Supplied passage START

Parent, child therapy helps military families connect

| June 1, 2012 | 0 Comments
Researchers and providers from the Child and Adolescent Psychiatry Services, School Behavioral Health Team and Child and Adolescent Psychology Services, Tripler Army Medical Center, have implemented a therapy called Parent-Child Interaction Therapy, which has been shown to effectively reduce behavior problems in young children, improve the parent-child relationship, and reduce parenting stress and depression. (Courtesy of Directorate of Family and Morale, Welfare and Recreation)

Researchers and providers from the Child and Adolescent Psychiatry Services, School Behavioral Health Team and Child and Adolescent Psychology Services, Tripler Army Medical Center, have implemented a therapy called Parent-Child Interaction Therapy, which has been shown to effectively reduce behavior problems in young children, improve the parent-child relationship, and reduce parenting stress and depression. (Courtesy of Directorate of Family and Morale, Welfare and Recreation)

Stephanie Bryant
Tripler Army Medical Center Public Affairs

HONOLULU — A family-focused therapy program has been adopted recently by Tripler Army Medical Center with the intent to improve military family relationships.

Researchers and providers from the Child and Adolescent Psychiatry Services; School Behavioral Health Team and Child and Adolescent Psychology Services; here, have been collaborating with the Mayerson Center for Safe and Healthy Children at Cincinnati Children’s Hospital Medical Center to adapt a therapy called Parent-Child Interaction Therapy, or PCIT, for use with military families.

Medical research has shown that there is a gap in treatment and resiliency-building for military families with young children. Although not a new therapy, PCIT uses research-based treatments to help children with disruptive behaviors.

According to the program description, parents are taught specific skills designed to improve the parent-child relationship, improve the child’s attention and concentration, increase frustration tolerance and anger management and increase pro-social skills.

“When I started my internship (at TAMC), I wondered why they did not have this program at the hospital because of the military children and the difficulty with separation, deployments and adjustments,” said Dr. Shantel Fernandez, licensed clinical psychologist, Child and Adolescent Psychiatry Services School Behavioral Health Team, TAMC, and Tripler’s principal investigator for PCIT.

“What makes us different from other PCIT programs is that this is the first time this (treatment) has been looked at with military families,” Fernandez said. “The research shows that there is an increase in disruptive behaviors in kids, more marital problems and more child mistreatments (due to the increase in deployments.)”

Supplied passage END

▸ **Requirement A**: Return everything in the therapy article from "Stephanie Bryant" down to "with military families.", copied word for word.
▸ **Requirement B**: Take the article on Parent-Child Interaction Therapy for military families further, starting after its final sentence.
The records that come next have no connection to the article about the therapy program.

Provided records START

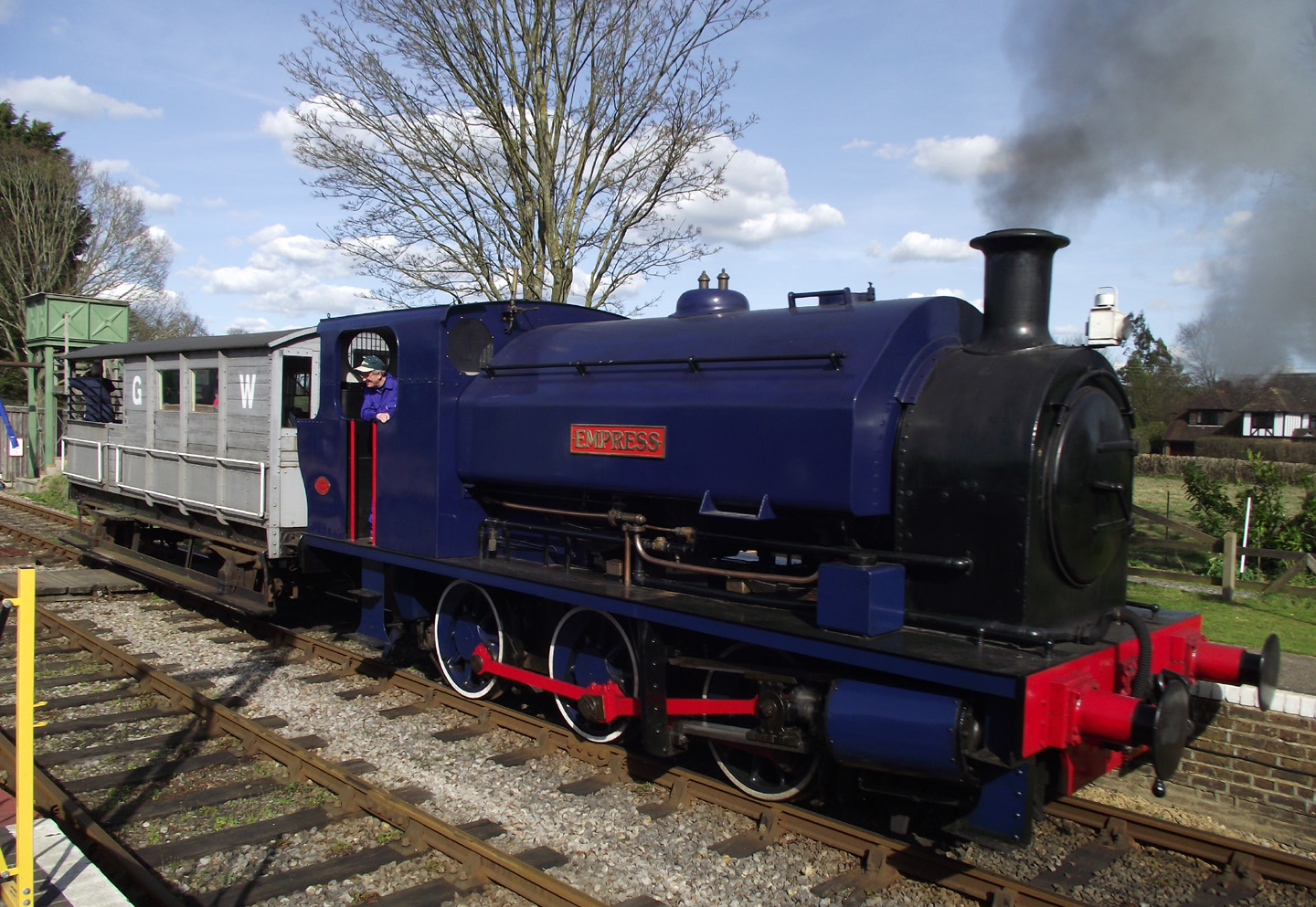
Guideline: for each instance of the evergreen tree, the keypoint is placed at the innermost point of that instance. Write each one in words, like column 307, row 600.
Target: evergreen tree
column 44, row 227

Provided records END
Provided records START

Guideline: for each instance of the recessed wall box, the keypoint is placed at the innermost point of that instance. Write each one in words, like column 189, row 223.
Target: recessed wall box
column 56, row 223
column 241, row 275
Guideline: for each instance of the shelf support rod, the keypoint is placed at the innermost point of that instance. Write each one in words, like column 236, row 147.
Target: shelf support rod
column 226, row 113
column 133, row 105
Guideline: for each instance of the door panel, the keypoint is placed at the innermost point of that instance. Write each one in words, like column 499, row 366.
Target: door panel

Provided records END

▸ **Answer A**:
Stephanie Bryant
Tripler Army Medical Center Public Affairs

HONOLULU — A family-focused therapy program has been adopted recently by Tripler Army Medical Center with the intent to improve military family relationships.

Researchers and providers from the Child and Adolescent Psychiatry Services; School Behavioral Health Team and Child and Adolescent Psychology Services; here, have been collaborating with the Mayerson Center for Safe and Healthy Children at Cincinnati Children’s Hospital Medical Center to adapt a therapy called Parent-Child Interaction Therapy, or PCIT, for use with military families.

▸ **Answer B**:
This intervention therapy has been shown to effectively reduce behavior problems in young children, improve the parent-child relationship, and reduce parenting stress and depression.

For Barbara Pritchard, adult supervisor, Makalapa Elementary School, and wife of Marine Corps Sgt. Allen Pritchard, U.S. Marine Forces-Pacific, the interaction therapy has dramatically changed the relationship between her and her 5-year-old daughter, Faith Blair.

“(Faith) was out of control, defiant, and refused to follow direction or listen to teachers at school,” Pritchard said. “The therapy coached me on behavioral therapy (techniques) and then Doctor Fernandez met separately with Faith.

(Fernandez) went over guidelines and how to get the achieved goal from Faith focusing on positive interaction and reward in the beginning phase and then incorporating discipline techniques.

“It was a very relaxed and calm environment and (Doctor Fernandez) answered every question I had,” Pritchard added.

Tripler’s PCIT program is focusing on children ages 2-6 years-old and averages 15-18 one-hour sessions.

Pritchard says that she and Faith, who attended sessions late September 2011-March 2012, are now able to spend time together enjoying activities and less time in conflict together.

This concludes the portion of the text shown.